#### WHAT THE TASK ASKS
Which lines run from the one containing "988L1512 1031L1497 1065L1569" through the end of the entries? Restate them word for word, and only those.
═════ MATERIAL PROVIDED ═════
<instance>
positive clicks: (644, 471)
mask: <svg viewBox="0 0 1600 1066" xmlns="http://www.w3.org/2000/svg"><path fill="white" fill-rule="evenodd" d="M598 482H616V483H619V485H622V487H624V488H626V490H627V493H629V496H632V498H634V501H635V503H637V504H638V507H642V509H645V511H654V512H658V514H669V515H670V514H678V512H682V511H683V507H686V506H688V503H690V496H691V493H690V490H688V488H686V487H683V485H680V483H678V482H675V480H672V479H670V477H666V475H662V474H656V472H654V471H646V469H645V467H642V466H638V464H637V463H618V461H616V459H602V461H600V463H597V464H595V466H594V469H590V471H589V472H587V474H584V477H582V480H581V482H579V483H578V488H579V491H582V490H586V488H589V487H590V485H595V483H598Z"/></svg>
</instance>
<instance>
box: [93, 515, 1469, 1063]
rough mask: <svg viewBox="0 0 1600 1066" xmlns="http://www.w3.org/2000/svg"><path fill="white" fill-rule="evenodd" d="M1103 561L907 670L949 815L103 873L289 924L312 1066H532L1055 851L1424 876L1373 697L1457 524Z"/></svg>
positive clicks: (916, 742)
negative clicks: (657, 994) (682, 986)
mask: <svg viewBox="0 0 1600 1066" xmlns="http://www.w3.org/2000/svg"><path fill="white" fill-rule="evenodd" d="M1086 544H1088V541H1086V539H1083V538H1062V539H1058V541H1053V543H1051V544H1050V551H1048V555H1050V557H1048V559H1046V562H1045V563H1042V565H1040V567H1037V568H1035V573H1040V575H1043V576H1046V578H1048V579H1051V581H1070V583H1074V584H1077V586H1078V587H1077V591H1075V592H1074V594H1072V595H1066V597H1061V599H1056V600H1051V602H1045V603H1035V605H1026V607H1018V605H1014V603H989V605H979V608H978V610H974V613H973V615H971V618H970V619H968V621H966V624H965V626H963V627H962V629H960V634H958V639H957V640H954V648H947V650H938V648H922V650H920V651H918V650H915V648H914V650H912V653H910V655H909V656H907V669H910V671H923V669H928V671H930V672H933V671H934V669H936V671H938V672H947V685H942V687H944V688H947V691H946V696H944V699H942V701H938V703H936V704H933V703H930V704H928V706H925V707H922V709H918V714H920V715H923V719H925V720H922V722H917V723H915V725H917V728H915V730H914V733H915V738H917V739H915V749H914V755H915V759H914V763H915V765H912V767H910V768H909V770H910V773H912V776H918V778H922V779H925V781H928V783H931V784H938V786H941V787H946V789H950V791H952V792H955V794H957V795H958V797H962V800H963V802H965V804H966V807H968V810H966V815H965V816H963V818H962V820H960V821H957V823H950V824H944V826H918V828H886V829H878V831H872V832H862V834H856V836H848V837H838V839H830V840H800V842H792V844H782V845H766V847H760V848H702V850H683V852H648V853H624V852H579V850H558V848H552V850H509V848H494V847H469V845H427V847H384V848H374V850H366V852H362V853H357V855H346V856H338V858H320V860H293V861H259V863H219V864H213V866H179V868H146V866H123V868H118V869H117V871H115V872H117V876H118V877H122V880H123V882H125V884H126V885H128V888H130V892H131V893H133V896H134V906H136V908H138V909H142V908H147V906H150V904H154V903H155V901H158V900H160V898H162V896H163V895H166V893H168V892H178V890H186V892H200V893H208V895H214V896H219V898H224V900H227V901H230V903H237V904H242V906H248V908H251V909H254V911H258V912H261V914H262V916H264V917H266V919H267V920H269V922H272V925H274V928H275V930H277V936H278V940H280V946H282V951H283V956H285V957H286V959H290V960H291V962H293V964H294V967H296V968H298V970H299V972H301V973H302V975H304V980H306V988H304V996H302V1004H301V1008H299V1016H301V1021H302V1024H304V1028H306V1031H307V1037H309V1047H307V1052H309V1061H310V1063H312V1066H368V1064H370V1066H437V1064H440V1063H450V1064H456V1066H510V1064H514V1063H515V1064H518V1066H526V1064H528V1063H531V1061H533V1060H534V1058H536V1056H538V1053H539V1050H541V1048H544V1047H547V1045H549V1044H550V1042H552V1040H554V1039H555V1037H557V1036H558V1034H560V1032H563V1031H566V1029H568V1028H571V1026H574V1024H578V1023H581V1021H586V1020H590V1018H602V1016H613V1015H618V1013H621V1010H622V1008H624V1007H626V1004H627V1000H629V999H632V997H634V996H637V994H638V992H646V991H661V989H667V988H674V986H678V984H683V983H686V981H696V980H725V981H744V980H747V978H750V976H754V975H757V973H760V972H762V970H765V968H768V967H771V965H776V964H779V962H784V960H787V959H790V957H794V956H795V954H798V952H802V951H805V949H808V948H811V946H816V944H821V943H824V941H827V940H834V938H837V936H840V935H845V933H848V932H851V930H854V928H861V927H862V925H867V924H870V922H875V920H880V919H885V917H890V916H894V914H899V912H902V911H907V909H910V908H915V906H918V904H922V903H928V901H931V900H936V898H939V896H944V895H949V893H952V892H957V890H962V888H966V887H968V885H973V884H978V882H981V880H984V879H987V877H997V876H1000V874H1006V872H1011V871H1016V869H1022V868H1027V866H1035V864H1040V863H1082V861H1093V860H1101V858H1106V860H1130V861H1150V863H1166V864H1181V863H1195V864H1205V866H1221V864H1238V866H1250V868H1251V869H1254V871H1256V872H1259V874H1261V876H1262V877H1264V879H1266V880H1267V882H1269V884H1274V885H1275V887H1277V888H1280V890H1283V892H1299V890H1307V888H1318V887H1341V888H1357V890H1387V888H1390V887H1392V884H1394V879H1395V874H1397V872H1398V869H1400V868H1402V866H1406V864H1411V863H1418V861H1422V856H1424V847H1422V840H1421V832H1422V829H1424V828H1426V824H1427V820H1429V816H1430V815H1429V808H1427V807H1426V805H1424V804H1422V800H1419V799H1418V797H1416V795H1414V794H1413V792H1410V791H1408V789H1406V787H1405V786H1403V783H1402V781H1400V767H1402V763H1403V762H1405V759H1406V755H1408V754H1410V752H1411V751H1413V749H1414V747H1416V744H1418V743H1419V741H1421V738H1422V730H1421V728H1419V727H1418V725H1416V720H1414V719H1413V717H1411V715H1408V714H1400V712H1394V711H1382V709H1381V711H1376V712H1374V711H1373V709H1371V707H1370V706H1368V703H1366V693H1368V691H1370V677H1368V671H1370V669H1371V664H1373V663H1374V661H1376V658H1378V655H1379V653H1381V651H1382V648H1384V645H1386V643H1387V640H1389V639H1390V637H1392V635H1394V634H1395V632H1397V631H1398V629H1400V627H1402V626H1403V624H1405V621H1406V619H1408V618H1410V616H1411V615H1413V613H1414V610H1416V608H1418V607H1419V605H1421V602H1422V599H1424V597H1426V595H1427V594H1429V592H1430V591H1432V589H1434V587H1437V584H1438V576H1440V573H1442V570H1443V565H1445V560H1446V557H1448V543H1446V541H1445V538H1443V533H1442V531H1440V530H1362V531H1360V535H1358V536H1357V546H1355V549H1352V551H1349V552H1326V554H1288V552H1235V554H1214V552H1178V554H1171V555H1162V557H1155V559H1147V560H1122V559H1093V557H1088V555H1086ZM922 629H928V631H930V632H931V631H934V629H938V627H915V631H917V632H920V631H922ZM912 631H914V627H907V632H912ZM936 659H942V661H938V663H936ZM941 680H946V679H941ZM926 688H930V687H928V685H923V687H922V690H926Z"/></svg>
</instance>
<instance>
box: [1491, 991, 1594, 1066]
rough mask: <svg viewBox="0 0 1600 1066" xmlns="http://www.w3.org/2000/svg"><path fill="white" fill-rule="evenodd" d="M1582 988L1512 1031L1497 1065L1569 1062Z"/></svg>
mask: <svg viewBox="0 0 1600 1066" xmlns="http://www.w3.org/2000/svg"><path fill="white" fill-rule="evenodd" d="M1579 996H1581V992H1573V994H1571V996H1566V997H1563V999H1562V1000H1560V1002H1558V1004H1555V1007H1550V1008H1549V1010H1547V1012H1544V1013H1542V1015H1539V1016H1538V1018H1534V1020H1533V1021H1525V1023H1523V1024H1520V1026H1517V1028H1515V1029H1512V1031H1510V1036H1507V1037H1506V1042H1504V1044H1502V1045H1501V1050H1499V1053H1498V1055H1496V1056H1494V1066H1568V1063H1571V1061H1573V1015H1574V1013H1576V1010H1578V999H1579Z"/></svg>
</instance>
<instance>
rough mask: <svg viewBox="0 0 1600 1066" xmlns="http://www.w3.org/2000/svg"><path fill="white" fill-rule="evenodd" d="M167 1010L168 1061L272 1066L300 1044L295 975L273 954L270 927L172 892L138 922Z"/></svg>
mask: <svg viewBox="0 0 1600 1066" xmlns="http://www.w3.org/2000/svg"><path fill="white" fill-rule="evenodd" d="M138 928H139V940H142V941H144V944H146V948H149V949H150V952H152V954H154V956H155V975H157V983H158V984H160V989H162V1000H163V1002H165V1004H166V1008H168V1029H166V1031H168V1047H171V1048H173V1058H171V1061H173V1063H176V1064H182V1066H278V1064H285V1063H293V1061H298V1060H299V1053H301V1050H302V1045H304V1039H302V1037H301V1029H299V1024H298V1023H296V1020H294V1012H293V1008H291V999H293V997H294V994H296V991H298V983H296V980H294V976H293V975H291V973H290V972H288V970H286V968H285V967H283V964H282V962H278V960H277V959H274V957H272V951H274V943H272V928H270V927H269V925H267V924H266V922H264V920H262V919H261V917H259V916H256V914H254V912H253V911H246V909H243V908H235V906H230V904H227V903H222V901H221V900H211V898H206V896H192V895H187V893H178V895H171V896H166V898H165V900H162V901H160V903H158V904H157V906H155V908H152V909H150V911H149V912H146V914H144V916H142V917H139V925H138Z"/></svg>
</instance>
═════
#### ANSWER SECTION
rough mask: <svg viewBox="0 0 1600 1066" xmlns="http://www.w3.org/2000/svg"><path fill="white" fill-rule="evenodd" d="M1582 988L1512 1031L1497 1065L1569 1062Z"/></svg>
mask: <svg viewBox="0 0 1600 1066" xmlns="http://www.w3.org/2000/svg"><path fill="white" fill-rule="evenodd" d="M1579 996H1581V992H1573V994H1571V996H1566V997H1563V999H1562V1000H1560V1002H1558V1004H1555V1007H1550V1008H1549V1010H1547V1012H1544V1013H1542V1015H1539V1016H1538V1018H1534V1020H1533V1021H1525V1023H1523V1024H1520V1026H1517V1028H1515V1029H1512V1031H1510V1036H1507V1037H1506V1042H1504V1044H1502V1045H1501V1050H1499V1053H1498V1055H1496V1056H1494V1066H1568V1063H1571V1061H1573V1015H1574V1013H1576V1010H1578V999H1579Z"/></svg>
</instance>
<instance>
rough mask: <svg viewBox="0 0 1600 1066" xmlns="http://www.w3.org/2000/svg"><path fill="white" fill-rule="evenodd" d="M167 1010L168 1061L272 1066L300 1044L295 975L273 954L270 927L172 892L138 922Z"/></svg>
mask: <svg viewBox="0 0 1600 1066" xmlns="http://www.w3.org/2000/svg"><path fill="white" fill-rule="evenodd" d="M138 928H139V940H142V941H144V944H146V948H149V949H150V952H152V954H154V956H155V975H157V983H158V984H160V989H162V1000H163V1002H165V1004H166V1008H168V1029H166V1031H168V1047H171V1048H173V1058H171V1061H173V1063H176V1064H182V1066H278V1064H285V1063H293V1061H298V1060H299V1053H301V1050H302V1045H304V1039H302V1037H301V1029H299V1024H298V1023H296V1020H294V1012H293V1008H291V999H293V997H294V994H296V991H298V983H296V980H294V976H293V975H291V973H290V972H288V970H286V968H285V967H283V964H282V962H278V960H277V959H274V957H272V951H274V943H272V928H270V927H269V925H267V924H266V922H264V920H262V919H261V917H259V916H256V914H254V912H253V911H246V909H243V908H235V906H230V904H227V903H222V901H221V900H211V898H206V896H192V895H187V893H178V895H171V896H166V898H165V900H162V901H160V903H158V904H157V906H155V908H152V909H150V911H149V912H146V914H144V916H142V917H139V925H138Z"/></svg>
</instance>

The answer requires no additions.